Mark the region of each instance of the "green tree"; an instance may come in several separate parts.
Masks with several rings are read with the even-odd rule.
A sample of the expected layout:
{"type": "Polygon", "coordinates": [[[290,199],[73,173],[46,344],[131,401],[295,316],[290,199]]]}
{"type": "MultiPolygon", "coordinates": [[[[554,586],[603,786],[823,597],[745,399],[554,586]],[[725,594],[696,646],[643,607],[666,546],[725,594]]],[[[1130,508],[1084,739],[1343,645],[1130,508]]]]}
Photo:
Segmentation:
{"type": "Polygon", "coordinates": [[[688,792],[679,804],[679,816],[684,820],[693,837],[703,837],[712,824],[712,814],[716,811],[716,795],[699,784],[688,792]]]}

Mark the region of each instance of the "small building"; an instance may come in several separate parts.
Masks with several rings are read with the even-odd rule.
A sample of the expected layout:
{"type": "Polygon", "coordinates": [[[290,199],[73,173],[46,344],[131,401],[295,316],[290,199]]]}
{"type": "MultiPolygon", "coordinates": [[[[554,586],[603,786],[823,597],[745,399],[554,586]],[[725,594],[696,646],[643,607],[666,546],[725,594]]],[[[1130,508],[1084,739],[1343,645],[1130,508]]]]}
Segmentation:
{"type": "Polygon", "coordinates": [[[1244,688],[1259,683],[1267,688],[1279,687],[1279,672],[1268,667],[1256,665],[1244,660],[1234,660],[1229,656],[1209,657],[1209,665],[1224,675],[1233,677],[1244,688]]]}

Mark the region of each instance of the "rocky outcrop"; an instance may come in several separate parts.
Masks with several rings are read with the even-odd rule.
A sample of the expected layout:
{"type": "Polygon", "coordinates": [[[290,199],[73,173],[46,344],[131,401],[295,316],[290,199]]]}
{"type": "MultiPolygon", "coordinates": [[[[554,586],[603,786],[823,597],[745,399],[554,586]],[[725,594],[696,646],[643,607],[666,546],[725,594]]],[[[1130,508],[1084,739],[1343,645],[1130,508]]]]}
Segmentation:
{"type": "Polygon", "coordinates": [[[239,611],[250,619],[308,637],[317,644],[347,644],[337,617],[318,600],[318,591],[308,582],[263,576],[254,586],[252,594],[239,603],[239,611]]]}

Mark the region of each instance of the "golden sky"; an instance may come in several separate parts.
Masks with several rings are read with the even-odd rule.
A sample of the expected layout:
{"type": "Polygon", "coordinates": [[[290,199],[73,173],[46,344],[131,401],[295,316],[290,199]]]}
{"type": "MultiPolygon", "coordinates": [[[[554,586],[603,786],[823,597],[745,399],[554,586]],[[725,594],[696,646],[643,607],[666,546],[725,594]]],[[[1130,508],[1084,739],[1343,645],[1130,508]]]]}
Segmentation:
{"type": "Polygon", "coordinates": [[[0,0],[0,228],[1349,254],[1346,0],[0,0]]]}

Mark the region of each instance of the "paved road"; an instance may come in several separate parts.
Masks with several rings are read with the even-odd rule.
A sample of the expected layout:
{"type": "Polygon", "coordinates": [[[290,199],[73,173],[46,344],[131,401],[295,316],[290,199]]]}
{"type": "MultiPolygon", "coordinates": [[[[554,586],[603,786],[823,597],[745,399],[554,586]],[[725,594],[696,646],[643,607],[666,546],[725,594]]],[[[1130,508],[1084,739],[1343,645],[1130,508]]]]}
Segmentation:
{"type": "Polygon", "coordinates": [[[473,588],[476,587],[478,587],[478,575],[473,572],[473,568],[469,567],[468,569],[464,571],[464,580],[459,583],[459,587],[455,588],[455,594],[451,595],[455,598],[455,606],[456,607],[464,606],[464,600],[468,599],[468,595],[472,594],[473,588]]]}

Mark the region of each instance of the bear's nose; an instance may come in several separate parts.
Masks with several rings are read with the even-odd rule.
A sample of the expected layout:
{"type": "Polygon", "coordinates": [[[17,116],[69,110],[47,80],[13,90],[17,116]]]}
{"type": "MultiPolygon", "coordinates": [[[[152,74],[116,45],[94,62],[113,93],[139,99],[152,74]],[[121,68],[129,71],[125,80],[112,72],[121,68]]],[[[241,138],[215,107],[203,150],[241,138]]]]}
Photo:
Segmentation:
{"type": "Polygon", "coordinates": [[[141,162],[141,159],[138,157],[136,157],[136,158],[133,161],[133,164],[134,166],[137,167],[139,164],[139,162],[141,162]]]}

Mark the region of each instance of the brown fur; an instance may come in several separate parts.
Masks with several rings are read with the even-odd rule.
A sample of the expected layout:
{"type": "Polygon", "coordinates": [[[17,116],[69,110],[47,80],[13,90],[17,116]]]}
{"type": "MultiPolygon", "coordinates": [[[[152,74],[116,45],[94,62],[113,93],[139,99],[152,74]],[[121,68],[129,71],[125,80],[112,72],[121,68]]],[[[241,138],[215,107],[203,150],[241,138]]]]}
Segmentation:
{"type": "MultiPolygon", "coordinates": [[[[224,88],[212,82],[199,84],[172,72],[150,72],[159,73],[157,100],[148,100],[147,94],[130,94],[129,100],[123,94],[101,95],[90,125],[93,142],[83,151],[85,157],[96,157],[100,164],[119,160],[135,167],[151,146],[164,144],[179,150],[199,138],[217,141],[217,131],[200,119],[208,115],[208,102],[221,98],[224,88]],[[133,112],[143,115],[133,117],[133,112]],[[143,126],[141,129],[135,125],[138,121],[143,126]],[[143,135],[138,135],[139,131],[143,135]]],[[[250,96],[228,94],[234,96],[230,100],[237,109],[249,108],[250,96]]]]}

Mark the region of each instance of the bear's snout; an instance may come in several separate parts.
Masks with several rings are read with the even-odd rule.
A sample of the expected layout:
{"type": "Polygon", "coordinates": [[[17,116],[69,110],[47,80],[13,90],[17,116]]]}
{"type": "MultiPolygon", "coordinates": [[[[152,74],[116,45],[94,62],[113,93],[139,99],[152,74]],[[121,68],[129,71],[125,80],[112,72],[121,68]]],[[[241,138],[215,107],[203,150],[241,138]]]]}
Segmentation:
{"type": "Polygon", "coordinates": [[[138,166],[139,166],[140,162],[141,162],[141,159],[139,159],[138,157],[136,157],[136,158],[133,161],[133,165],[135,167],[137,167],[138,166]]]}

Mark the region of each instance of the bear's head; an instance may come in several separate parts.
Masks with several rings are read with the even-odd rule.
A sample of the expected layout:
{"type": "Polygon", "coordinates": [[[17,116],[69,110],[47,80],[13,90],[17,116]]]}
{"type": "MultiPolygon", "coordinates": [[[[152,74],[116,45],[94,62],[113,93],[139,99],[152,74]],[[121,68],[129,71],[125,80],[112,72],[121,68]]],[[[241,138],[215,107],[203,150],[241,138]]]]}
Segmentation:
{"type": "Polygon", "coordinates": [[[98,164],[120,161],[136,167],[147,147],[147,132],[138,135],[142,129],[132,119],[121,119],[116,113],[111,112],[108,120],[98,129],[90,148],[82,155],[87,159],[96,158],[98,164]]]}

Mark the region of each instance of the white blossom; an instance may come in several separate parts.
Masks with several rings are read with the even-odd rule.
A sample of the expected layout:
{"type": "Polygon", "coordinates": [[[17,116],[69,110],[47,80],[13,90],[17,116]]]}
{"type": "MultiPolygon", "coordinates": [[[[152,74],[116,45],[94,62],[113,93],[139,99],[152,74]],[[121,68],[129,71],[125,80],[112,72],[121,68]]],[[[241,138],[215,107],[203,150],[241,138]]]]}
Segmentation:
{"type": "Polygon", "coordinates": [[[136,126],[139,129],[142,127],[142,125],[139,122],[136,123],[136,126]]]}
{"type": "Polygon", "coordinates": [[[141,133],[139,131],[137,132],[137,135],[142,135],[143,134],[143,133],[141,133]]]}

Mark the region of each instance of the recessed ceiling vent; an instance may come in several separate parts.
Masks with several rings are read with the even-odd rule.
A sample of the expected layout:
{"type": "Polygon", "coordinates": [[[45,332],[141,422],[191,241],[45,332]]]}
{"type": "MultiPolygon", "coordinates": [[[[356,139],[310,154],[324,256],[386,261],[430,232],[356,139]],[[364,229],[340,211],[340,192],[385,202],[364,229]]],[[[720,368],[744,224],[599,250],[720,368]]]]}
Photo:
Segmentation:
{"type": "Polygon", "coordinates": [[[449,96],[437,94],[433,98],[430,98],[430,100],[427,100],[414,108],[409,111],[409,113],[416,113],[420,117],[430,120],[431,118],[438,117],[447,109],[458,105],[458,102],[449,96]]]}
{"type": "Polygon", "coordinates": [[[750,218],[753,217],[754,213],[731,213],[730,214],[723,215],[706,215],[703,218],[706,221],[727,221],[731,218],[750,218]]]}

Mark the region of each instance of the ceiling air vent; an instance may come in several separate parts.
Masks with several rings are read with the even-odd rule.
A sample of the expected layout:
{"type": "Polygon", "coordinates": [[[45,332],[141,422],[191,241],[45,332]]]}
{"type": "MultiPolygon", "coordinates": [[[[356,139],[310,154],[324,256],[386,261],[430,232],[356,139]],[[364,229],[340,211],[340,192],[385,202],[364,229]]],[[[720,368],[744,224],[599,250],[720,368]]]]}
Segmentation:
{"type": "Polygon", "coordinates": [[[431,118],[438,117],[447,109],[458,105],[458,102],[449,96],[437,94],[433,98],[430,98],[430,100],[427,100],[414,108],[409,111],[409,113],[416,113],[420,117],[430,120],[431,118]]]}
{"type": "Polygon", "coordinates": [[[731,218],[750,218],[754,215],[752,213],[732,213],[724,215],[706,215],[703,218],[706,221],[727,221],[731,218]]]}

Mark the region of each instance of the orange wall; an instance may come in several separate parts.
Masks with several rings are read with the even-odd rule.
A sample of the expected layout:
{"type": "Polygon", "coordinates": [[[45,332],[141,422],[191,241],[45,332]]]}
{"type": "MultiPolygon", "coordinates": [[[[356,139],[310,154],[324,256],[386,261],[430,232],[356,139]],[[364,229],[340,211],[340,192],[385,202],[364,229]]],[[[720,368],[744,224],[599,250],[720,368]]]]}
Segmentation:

> _Requirements_
Reproduce verbatim the stretch of the entries from the line containing "Mark the region of each instance of the orange" through the final line of the entries, both ends included.

> _Full solution_
Mark the region of each instance of the orange wall; an instance may come in several separate parts.
Masks with several rings are read with the even-odd rule.
A sample of the expected layout:
{"type": "Polygon", "coordinates": [[[45,332],[141,422],[191,241],[45,332]]]}
{"type": "MultiPolygon", "coordinates": [[[[356,139],[310,154],[324,256],[386,261],[430,232],[356,139]],[[364,229],[340,211],[340,192],[385,202],[364,229]]],[[[720,368],[744,224],[599,250],[720,368]]]]}
Segmentation:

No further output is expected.